> Given text:
======
Many a vegetarians have their reasons for being so. For that piece of meat to reach on your plate, it has taken a captive animal to lead a miserable life and die a painful death. Many non-vegetarians also have their reasons for being so, ranging from nutrition to taste.
However, all the doubts and debates hovering around the source of non-vegetarian food might soon come to an end. Cultured meat, could be the meat of the future and the one that navigates the mutually exclusive foods defined by red and the green dots.
What is cultured meat?
Touted to be sustainable and environmental friendly, Israeli cultured meat is artificially grown and hence doesn't require any animal to die in the process. "You don't need to raise an animal and slaughter it to get the muscle that makes our meat," says Prof. Yaakov Nahmias, the founder and CSO, Future Meat, that is behind the technological idea.
"We can take cells from an animal and then grow them without the animal itself. The only way for me to make sure that they (my kids) eat the same type of diet that I did, the same chicken schnitzel that my mother used to make is to make sure we fundamentally change the way we make food around the globe," he explains.
Processing cultured meat
In the promotional video, shared through the State of Israel's official Twitter account, he further educates about the cultured meat. Using the simple process of taking cells from animals, the scientists start growing them in a nutrient pod.
From the bioreactor, they collect the grown mass of muscle cells and fat cells that gives the experience of meat without slaughtering an animal. In this process, Prof Nahmias claims to deliver meat that is, "as delicious and as healthy, even better than traditional meat."
Lab produced meat?
The entire process fundamentally changes the way we manage our natural resources and the way we produce our food on earth. It also ensures that "we continue to thrive as a species on Earth," reasons the introductory note by Nahmias.
Dr. Neta Lavon, from the research and development team of Aleph Farms, adds: "We are mimicking the natural process happening within the cow but outside of the cow. We learn how their tissues regenerate themselves, especially the muscle tissue, which is actually the steak that we all like ad eat."
It's nutrition and protein content is what the meats have been often advocated for. Through the cultured meat, they also claim to keep the key benefit of non-veg food intact. "One key benefit of cultivated meat is that the meat incorporates all the good, nutritional profile of the meat we know today. We just change the production process." Dr Levon also says that they have the flexibility to create whatever meat cut the end consumer would like.
5 Years fron now, it'll be a $291 million industry
While the costs, acceptance and environmental impacts of cultured meats are yet to be clear, there is no denying fact that it has already generated global curiosity. The cultured meat products have also seen a quick rise in popularity. As per researchandmarkets.com, the global cultured meat market accounted for $72.6 million in 2018. It is expected to reach by $291.4 million by 2027.
======
> Entries shown:
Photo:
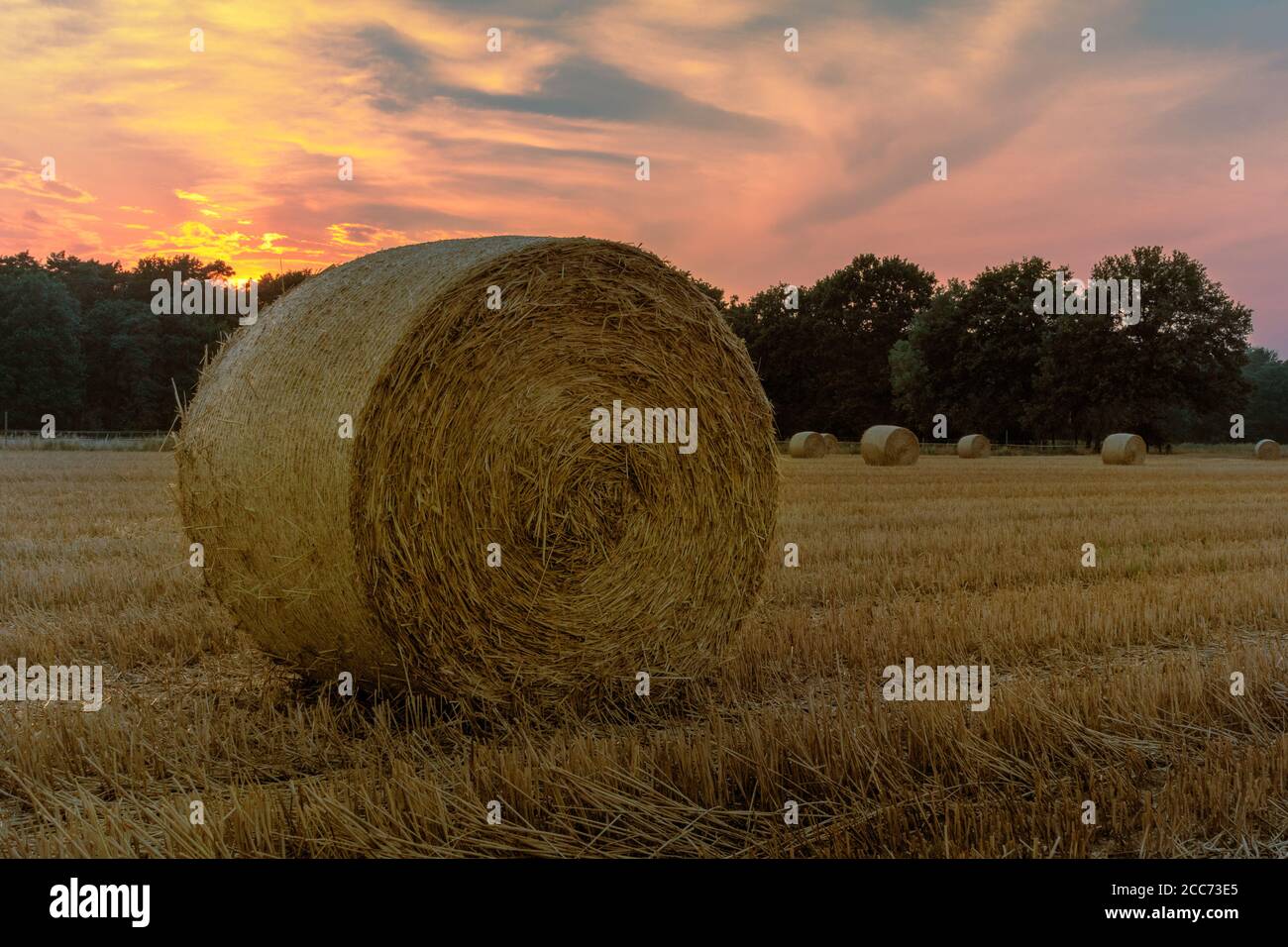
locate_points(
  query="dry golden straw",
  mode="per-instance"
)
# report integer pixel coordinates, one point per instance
======
> Your tasks:
- 1) Return the stretch of the cultured meat article from "5 Years fron" through "million by 2027.", copied word for word.
- 2) According to the cultured meat article, what was the global cultured meat market worth in 2018?
The records have nothing to do with the cultured meat article.

> Answers provided:
- 1)
5 Years fron now, it'll be a $291 million industry
While the costs, acceptance and environmental impacts of cultured meats are yet to be clear, there is no denying fact that it has already generated global curiosity. The cultured meat products have also seen a quick rise in popularity. As per researchandmarkets.com, the global cultured meat market accounted for $72.6 million in 2018. It is expected to reach by $291.4 million by 2027.

- 2) $72.6 million